• _The records_
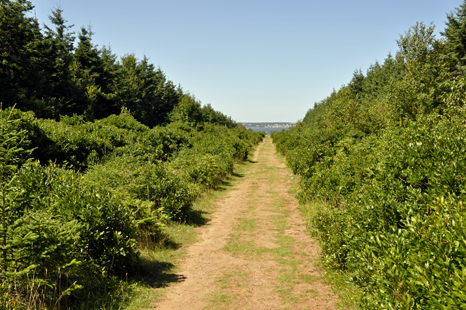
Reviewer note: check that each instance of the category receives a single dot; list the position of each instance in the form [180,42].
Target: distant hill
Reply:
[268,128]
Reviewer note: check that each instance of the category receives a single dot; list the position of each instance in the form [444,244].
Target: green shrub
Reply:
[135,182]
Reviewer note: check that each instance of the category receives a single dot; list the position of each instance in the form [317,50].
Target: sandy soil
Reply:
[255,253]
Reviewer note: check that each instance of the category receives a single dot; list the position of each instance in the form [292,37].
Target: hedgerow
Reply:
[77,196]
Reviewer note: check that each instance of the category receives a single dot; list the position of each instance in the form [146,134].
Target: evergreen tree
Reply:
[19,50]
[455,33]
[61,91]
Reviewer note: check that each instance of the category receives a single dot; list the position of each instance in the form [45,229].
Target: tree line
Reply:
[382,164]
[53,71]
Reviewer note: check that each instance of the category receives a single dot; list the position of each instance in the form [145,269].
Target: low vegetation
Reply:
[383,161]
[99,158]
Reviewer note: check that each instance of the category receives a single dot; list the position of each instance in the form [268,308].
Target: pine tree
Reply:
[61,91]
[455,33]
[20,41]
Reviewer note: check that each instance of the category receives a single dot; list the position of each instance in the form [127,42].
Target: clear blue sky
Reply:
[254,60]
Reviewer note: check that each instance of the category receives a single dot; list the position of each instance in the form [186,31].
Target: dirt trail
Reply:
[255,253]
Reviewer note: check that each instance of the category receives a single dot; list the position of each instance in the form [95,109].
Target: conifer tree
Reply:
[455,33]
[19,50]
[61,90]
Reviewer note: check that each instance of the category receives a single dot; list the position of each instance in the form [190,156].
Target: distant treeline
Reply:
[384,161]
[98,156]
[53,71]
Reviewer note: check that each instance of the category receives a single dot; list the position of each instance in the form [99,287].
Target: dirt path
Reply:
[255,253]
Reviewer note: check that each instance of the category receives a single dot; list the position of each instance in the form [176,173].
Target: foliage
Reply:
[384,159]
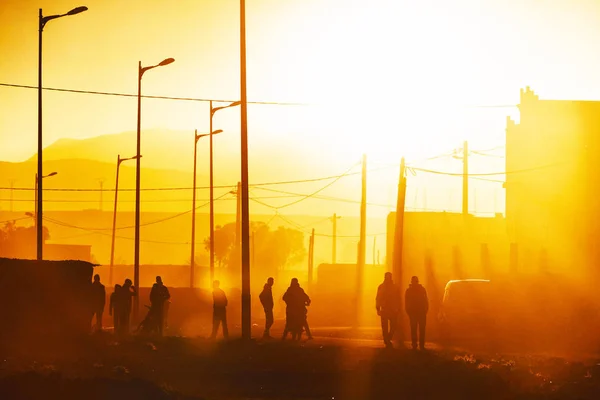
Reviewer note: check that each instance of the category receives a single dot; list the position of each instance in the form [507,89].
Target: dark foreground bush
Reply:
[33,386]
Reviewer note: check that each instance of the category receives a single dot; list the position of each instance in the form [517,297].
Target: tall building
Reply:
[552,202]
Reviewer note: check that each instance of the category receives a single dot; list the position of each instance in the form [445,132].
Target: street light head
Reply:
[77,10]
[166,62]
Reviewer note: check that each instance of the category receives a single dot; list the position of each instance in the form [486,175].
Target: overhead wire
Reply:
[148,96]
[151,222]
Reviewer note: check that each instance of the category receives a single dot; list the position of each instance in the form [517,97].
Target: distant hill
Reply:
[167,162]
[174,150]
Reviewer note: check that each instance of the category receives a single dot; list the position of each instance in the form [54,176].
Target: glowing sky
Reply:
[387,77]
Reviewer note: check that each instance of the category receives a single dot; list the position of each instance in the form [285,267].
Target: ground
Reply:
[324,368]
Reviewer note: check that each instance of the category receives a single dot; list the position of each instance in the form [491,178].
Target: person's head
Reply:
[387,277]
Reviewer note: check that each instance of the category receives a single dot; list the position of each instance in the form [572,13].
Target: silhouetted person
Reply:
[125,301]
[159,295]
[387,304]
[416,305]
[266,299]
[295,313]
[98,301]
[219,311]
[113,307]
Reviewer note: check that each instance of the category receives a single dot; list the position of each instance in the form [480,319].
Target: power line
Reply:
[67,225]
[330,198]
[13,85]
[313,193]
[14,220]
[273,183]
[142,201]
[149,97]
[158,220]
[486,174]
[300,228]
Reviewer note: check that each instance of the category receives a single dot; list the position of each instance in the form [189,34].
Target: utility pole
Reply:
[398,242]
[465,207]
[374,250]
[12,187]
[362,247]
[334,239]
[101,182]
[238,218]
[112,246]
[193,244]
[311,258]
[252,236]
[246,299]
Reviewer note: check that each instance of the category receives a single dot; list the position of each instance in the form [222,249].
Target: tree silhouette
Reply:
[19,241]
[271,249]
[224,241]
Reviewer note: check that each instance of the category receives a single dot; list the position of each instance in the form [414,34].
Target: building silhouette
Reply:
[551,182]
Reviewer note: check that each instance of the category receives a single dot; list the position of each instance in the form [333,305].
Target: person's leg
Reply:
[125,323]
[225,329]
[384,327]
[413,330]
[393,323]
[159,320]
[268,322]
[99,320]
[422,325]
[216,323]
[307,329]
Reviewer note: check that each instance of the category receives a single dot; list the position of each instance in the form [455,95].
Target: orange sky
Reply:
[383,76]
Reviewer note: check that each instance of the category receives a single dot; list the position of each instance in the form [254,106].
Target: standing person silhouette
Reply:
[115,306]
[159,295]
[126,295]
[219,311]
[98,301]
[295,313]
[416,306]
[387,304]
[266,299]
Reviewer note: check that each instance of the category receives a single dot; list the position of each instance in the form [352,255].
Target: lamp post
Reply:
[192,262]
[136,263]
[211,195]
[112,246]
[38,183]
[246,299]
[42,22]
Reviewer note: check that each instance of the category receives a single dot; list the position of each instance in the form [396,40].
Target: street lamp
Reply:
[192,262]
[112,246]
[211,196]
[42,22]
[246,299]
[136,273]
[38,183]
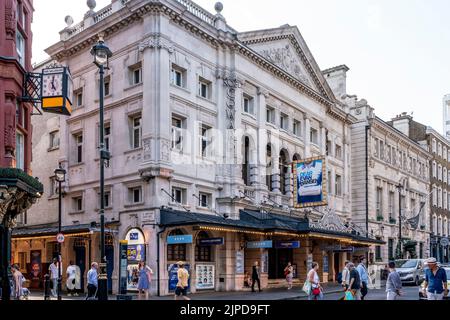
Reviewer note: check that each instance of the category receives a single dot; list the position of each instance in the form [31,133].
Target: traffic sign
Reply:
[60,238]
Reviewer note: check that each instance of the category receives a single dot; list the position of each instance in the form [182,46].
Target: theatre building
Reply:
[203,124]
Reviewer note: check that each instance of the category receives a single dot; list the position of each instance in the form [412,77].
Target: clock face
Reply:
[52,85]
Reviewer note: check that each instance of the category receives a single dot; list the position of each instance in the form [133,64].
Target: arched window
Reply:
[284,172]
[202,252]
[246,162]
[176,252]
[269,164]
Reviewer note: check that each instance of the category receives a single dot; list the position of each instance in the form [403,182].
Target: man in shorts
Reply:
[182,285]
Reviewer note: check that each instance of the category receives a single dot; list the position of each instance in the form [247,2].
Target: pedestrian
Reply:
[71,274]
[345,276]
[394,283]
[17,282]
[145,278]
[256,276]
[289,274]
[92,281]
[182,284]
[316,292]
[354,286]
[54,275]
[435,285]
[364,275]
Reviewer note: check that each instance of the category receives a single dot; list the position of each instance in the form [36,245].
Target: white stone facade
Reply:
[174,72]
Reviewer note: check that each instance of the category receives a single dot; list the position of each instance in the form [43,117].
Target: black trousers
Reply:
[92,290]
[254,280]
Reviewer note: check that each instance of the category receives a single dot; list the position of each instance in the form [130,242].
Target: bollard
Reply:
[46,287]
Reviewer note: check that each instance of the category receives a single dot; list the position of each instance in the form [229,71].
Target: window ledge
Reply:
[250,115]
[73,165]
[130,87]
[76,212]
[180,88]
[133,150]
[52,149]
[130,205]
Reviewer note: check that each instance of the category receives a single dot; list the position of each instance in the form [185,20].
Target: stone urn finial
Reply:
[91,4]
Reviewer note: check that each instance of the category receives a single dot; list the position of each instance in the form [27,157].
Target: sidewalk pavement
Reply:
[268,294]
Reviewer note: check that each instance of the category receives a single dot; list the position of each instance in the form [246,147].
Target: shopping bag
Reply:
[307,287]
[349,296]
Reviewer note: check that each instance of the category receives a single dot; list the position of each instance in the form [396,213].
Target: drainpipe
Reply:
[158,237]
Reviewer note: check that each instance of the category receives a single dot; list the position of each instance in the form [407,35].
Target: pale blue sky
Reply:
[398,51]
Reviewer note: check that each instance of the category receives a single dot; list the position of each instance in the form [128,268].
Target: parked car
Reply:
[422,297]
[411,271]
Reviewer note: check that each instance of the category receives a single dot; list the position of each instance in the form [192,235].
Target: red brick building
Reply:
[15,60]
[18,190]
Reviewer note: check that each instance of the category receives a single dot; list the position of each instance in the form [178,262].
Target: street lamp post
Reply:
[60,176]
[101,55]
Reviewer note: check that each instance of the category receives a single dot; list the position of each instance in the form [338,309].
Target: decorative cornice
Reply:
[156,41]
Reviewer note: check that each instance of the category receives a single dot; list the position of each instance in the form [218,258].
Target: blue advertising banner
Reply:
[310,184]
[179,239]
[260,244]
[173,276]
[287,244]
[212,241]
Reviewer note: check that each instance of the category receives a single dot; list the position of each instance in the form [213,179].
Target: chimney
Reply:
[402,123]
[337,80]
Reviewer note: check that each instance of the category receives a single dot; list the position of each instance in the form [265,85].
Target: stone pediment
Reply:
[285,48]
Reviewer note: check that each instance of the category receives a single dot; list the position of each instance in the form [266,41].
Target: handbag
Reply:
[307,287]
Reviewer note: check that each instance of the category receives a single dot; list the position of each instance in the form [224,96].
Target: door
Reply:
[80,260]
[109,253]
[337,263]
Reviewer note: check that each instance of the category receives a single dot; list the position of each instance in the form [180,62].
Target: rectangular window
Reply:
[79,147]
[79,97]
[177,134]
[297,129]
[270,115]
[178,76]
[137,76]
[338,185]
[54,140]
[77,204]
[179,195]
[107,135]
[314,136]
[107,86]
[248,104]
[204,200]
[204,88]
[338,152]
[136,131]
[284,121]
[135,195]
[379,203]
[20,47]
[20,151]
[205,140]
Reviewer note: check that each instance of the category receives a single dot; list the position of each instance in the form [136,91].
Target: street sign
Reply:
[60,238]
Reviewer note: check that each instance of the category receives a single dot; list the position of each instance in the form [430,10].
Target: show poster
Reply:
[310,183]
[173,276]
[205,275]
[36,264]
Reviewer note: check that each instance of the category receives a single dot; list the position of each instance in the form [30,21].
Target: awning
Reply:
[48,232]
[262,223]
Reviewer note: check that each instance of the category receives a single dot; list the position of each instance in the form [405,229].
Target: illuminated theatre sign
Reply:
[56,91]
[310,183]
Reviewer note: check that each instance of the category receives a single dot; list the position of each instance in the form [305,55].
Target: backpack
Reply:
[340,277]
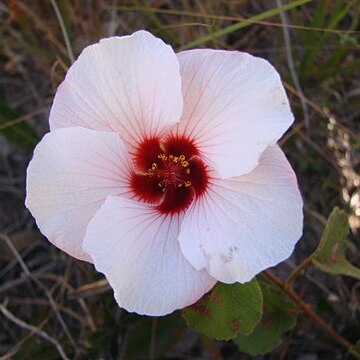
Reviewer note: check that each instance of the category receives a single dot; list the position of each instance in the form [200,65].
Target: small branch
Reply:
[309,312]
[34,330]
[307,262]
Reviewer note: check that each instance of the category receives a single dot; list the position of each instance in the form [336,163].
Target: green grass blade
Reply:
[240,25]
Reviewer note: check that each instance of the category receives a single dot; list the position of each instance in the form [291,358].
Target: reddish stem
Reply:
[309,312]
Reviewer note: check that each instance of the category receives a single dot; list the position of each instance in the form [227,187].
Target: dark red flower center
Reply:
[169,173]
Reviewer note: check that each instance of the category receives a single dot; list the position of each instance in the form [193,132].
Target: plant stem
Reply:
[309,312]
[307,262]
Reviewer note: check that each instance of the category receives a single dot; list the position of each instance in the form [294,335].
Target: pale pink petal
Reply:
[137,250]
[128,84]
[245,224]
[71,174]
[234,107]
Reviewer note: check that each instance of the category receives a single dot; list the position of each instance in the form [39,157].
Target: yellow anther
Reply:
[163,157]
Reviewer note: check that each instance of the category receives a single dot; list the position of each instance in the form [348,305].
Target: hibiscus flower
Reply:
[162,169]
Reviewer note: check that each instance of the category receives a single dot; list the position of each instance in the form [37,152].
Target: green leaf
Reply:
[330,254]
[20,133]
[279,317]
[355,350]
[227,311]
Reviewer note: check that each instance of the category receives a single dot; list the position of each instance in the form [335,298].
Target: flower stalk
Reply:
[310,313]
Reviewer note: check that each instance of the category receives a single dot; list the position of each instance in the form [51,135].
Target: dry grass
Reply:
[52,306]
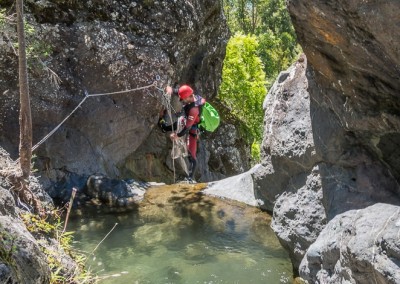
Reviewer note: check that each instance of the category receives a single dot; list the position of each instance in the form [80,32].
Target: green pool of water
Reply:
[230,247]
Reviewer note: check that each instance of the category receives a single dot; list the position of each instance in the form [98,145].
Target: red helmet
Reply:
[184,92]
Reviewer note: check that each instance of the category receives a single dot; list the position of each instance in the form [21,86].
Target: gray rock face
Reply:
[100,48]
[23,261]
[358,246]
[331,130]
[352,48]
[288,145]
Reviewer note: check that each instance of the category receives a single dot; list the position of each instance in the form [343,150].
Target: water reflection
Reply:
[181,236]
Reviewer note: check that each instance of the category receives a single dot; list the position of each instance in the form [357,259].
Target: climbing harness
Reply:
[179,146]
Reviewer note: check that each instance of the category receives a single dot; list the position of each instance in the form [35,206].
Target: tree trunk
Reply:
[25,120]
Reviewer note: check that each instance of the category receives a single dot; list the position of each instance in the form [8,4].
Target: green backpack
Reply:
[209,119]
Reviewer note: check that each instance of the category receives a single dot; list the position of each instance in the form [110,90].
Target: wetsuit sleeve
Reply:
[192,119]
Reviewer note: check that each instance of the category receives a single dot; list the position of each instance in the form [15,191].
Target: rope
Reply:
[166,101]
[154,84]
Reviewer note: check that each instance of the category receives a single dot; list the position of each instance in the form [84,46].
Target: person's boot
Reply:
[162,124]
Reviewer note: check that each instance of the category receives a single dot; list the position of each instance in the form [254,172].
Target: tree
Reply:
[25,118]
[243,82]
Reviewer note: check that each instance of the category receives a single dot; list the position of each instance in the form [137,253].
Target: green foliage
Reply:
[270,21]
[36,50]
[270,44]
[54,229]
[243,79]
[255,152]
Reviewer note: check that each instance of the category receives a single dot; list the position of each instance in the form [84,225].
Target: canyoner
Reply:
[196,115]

• _What is asked_
Give exactly the lines from the one with "the form [84,46]." to the end of the entries, nothing before them.

• _Solution to the problem_
Reviewer note: check that each instance of the category receives a single dot; list the position of each instance in the form [84,46].
Target: person's boot
Reply:
[162,124]
Reviewer note: check that each instance of the category receives a single dot; list the position of each instance in the form [254,172].
Target: tree
Reply:
[25,118]
[243,82]
Reviewer note: check that each instance of the category receives a single dot; list the position of each instance in the form [137,253].
Target: green foliage
Reply:
[270,21]
[36,50]
[270,44]
[54,229]
[243,79]
[255,152]
Reviewer note: check that each instance of the category receives a single dot; list the position of each instance in the form [84,225].
Target: canyoner
Reply:
[196,115]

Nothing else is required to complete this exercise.